-- start Materials provided --

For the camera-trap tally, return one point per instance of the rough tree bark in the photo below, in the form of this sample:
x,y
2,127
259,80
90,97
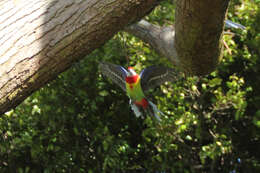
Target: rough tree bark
x,y
195,43
40,39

-- end Materials provided --

Could you retype every one of the records above word for word, leaving the pictures out?

For the camera-trap tally, return one point per instance of the rough tree bark in the photo below, in the form of this sample:
x,y
2,127
259,80
90,97
Target: rough tree bark
x,y
195,43
40,39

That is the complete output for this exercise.